● **Texte fourni**:
Ces actions montrent l’urgence dans laquelle nous sommes et le ras-le-bol des militants ne voyant pas d’autres manières d’agir. C’est la position que soutient Julia Steinberger, une scientifique qui a notamment participé à la rédaction du dernier rapport du GIEC et activiste dans les luttes pour le climat. Pour elle les activistes se tournent vers ces moyens d’actions faute de voir les choses bouger et s’améliorer quand ils s’adressent aux pouvoirs publics, elle explique sur le plateau de l’émission Géopolitis de RTS «[…] la volonté politique manque. Du coup, je pense que les mouvements de la grève pour le climat et les autres mouvements sont en train de se tourner vers d’autres cibles et d’autres formes d’action ». Finalement la multiplication de ces actions dites « radicales » dénote l’insuffisance des mesures prises suite à des contestations perçues comme plus modérées.

La fenêtre d’Overton 

La fenêtre d’Overton est un concept très intéressant pour analyser l’impact de ces actions de désobéissance civile différemment. En effet, on s’accorde à dire que la multiplication de ces actions tend à rendre visibles les mouvements écologistes. Mais à quel prix ? Puisque l’on observe que ces actions ne font pas l’unanimité et qu’elles sont souvent jugées comme étant contre-productives ou comme desservant la cause. Ces actions peuvent avoir une autre utilité qui ne nécessite pas de faire l’unanimité, au contraire ! La fenêtre d’Overton cadre ce qui est entendable pour la population. En clair, ce qui est ou n’est pas choquant pour la population. Plus les écologistes font des actions jugées radicales plus d’autres actions seront jugées acceptables en comparaison voire soutenues par la population. En faisant des actions-choc les activistes permettent à d’autres actions de paraître plus modérées. On va par exemple entendre dire que ça n’a pas de sens de jeter de la peinture sur des tableaux tandis que s’attaquer aux grands groupes ferait davantage sens, ces actions vont donc être davantage soutenues. Ce concept est à prendre avec des pincettes car il est très souvent associé aux mouvements d’extrême droite et utilisé pour rendre acceptables des propos de haine (à lire dans cet article de France Culture).

Don’t look up ?

● **Données de pointage d'objets sur photos**:
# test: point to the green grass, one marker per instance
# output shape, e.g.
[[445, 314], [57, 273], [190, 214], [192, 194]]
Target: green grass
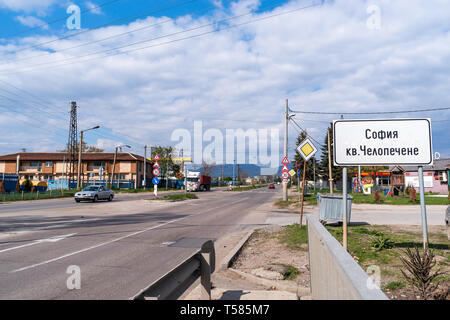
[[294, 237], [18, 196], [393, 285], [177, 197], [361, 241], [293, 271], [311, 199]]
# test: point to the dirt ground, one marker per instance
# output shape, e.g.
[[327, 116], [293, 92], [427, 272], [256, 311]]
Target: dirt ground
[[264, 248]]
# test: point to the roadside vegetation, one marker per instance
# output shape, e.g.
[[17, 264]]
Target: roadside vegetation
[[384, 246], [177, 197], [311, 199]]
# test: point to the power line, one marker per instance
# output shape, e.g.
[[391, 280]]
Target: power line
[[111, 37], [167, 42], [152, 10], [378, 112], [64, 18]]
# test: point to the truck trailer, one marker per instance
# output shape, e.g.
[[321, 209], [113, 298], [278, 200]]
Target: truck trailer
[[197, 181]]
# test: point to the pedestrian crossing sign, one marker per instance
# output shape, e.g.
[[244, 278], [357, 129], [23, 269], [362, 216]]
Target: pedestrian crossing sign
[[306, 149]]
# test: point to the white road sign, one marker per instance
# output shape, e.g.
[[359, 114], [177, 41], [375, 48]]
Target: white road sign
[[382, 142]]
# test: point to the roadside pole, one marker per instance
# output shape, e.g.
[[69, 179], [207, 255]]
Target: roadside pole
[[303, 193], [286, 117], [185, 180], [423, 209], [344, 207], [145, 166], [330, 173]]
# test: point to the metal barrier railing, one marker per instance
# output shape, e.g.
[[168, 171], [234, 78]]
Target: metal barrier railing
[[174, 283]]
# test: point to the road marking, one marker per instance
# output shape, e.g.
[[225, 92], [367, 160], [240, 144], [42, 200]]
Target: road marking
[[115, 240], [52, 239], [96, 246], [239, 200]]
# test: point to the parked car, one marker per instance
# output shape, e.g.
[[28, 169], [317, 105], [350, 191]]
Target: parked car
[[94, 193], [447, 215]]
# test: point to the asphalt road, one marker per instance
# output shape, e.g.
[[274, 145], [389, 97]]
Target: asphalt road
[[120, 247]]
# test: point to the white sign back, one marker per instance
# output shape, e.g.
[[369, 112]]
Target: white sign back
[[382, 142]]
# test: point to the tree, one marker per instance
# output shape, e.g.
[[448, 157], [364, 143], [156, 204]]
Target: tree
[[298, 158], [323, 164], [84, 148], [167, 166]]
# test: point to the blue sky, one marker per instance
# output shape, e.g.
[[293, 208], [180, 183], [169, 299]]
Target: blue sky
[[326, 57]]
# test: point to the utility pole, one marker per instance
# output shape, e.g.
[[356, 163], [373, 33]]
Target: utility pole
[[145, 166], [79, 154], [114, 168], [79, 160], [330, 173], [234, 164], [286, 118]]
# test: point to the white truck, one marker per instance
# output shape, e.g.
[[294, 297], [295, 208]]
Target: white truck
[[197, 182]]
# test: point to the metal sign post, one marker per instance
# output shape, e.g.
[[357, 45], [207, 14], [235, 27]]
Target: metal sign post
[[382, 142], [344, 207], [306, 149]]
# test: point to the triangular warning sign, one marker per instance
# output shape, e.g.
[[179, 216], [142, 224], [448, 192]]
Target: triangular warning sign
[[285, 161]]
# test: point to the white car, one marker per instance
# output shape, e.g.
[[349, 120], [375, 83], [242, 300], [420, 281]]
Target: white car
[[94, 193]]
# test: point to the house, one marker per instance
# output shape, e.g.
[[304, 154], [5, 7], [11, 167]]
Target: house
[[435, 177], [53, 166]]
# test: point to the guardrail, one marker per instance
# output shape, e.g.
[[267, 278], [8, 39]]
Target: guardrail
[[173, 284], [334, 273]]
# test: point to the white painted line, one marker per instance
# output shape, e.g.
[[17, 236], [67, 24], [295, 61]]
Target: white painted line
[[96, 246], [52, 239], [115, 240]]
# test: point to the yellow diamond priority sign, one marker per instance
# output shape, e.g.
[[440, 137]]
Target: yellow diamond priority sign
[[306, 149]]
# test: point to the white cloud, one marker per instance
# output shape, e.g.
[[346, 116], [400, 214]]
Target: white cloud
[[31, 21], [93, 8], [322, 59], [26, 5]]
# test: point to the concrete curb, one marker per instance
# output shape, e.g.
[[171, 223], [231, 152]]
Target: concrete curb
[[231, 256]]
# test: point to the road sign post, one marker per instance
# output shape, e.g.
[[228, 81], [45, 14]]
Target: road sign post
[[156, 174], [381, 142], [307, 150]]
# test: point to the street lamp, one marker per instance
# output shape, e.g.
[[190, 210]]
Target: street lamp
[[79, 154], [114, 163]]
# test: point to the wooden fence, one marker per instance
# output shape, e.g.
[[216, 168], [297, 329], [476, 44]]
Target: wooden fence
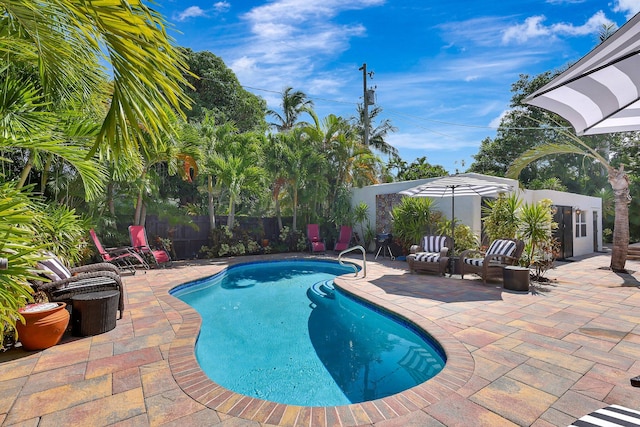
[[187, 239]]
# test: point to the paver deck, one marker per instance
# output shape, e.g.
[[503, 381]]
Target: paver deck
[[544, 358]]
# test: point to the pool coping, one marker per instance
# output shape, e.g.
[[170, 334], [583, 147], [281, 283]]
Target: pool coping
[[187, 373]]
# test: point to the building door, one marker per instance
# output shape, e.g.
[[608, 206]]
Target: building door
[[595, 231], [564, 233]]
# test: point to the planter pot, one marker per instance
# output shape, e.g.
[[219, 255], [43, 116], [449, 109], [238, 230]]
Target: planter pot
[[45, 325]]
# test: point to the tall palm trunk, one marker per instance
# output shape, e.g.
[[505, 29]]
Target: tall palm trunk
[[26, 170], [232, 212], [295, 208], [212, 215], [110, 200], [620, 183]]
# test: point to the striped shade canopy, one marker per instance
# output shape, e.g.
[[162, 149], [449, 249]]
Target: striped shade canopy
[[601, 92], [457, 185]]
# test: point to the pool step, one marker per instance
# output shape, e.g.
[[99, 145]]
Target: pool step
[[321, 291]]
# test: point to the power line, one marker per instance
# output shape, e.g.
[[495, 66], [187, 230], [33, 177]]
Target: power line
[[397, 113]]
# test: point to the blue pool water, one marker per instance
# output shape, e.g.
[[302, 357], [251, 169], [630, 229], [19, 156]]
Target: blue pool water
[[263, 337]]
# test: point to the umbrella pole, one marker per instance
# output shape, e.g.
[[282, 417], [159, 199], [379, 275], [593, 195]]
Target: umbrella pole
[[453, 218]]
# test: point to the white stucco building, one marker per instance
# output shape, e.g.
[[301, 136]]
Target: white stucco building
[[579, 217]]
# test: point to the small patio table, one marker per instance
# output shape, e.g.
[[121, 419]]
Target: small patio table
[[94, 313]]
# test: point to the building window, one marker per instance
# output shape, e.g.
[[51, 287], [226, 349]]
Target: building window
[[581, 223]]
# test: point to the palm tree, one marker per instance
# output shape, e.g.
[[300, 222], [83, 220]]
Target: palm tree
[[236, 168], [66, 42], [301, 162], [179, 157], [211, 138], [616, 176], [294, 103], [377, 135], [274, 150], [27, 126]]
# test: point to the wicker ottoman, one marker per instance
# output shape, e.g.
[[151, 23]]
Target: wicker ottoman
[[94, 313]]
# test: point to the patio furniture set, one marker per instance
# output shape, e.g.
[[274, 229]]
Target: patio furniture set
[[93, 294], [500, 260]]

● **Votre tâche**:
D'après le texte, répondez à ces questions :
(a) À la rédaction de quel rapport Julia Steinberger a-t-elle participé ?
(b) Dans quelle émission s'exprime-t-elle ?
(c) À quels mouvements la fenêtre d'Overton est-elle très souvent associée ?
Appuyez-vous uniquement sur le texte.

● **La réponse**:
(a) Le dernier rapport du GIEC.
(b) Géopolitis, sur RTS.
(c) Aux mouvements d'extrême droite.